** Problem description **
Report the number of lines in the data below where the string "tower" shows up, and only that number.
****
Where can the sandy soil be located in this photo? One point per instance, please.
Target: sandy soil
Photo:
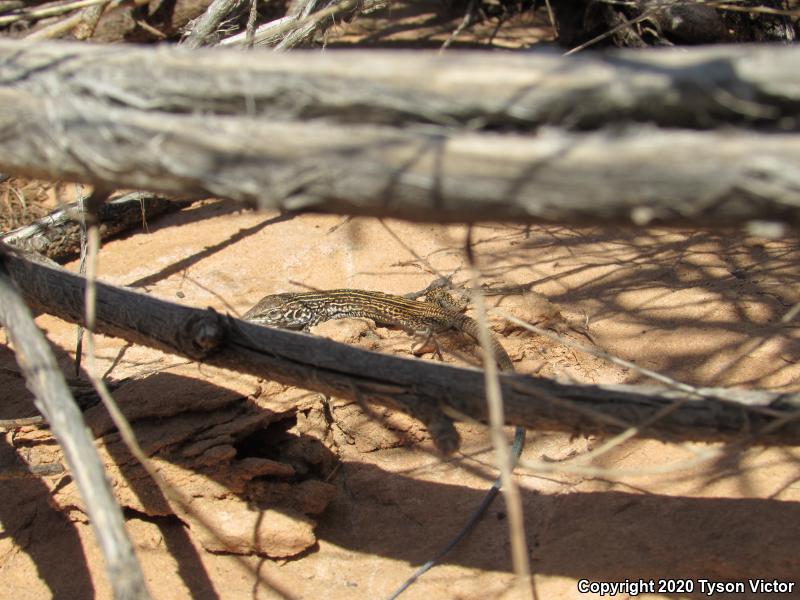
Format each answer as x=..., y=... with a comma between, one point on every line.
x=703, y=308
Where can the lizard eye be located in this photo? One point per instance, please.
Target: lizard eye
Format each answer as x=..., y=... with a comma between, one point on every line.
x=274, y=315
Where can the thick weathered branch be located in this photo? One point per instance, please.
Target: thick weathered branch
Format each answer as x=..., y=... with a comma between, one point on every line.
x=418, y=387
x=221, y=123
x=54, y=401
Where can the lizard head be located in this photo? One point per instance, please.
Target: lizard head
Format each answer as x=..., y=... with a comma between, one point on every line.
x=280, y=310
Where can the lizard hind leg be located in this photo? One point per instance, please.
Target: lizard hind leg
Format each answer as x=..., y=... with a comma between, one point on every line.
x=447, y=300
x=428, y=344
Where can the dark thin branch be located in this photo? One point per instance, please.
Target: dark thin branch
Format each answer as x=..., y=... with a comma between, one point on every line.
x=418, y=387
x=55, y=402
x=57, y=235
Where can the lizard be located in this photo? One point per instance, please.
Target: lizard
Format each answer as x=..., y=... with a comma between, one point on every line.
x=438, y=313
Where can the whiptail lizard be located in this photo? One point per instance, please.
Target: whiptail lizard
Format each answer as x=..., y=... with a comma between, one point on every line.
x=303, y=310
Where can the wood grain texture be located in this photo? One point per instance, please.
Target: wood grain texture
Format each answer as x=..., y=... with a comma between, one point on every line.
x=706, y=137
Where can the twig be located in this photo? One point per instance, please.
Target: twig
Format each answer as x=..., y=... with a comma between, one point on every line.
x=205, y=27
x=55, y=402
x=494, y=398
x=177, y=500
x=49, y=11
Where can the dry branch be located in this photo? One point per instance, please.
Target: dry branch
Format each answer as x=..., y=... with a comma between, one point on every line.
x=55, y=402
x=418, y=387
x=57, y=235
x=226, y=123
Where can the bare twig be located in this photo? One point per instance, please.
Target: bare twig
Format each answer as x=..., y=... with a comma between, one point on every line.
x=39, y=13
x=205, y=27
x=494, y=399
x=54, y=400
x=415, y=386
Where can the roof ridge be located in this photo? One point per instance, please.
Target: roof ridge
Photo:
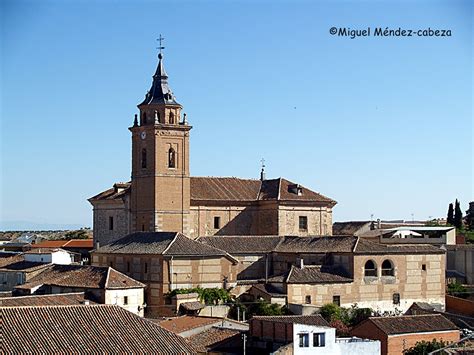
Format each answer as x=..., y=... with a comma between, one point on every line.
x=171, y=243
x=279, y=189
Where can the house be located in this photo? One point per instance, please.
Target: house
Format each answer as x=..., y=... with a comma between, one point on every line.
x=64, y=299
x=165, y=262
x=460, y=262
x=353, y=228
x=400, y=333
x=314, y=339
x=208, y=334
x=187, y=326
x=218, y=340
x=68, y=330
x=52, y=256
x=100, y=284
x=81, y=246
x=15, y=270
x=162, y=196
x=309, y=334
x=252, y=252
x=312, y=271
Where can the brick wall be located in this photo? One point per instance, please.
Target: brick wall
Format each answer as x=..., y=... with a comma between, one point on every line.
x=459, y=306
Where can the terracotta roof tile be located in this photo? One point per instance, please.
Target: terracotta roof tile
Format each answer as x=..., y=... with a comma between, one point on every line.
x=213, y=337
x=181, y=324
x=315, y=319
x=348, y=228
x=286, y=194
x=225, y=189
x=68, y=330
x=365, y=246
x=341, y=244
x=243, y=244
x=412, y=324
x=9, y=258
x=222, y=188
x=62, y=299
x=26, y=266
x=313, y=274
x=165, y=243
x=82, y=276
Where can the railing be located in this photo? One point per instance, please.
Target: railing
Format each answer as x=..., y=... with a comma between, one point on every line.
x=352, y=340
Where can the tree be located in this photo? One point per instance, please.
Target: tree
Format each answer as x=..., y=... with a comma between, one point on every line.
x=457, y=215
x=470, y=216
x=450, y=219
x=424, y=347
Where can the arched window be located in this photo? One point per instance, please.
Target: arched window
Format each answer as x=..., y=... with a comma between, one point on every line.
x=171, y=158
x=370, y=268
x=143, y=158
x=387, y=268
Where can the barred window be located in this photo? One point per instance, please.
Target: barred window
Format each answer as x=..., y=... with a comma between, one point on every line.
x=303, y=223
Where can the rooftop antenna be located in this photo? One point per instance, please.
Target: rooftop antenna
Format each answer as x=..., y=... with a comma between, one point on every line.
x=262, y=173
x=160, y=40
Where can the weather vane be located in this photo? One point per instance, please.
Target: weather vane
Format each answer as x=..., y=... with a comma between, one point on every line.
x=160, y=39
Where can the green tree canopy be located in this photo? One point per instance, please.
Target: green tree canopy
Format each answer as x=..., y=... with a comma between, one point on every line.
x=424, y=347
x=450, y=218
x=457, y=215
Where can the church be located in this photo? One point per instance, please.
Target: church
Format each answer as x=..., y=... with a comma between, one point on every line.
x=163, y=196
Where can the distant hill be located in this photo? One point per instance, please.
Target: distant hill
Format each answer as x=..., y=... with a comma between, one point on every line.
x=33, y=226
x=48, y=234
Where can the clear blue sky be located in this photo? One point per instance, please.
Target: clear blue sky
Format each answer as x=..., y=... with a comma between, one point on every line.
x=383, y=125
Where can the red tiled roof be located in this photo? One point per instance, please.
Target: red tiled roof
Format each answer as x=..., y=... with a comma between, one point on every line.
x=62, y=299
x=225, y=189
x=181, y=324
x=50, y=244
x=95, y=329
x=411, y=324
x=212, y=337
x=82, y=276
x=312, y=274
x=71, y=243
x=315, y=319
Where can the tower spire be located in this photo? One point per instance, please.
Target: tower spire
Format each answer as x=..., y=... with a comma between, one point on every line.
x=262, y=172
x=160, y=92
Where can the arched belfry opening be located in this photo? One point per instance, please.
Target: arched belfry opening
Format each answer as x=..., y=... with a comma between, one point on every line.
x=171, y=158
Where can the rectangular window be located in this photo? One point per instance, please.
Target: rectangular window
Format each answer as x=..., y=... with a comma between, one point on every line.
x=396, y=298
x=217, y=222
x=303, y=223
x=319, y=340
x=304, y=340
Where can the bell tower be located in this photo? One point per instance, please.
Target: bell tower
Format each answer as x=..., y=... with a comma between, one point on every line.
x=160, y=193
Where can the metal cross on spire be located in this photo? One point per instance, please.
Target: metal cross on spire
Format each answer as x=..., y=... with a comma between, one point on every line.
x=160, y=39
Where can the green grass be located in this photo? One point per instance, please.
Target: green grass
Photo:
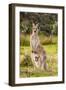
****
** Result below **
4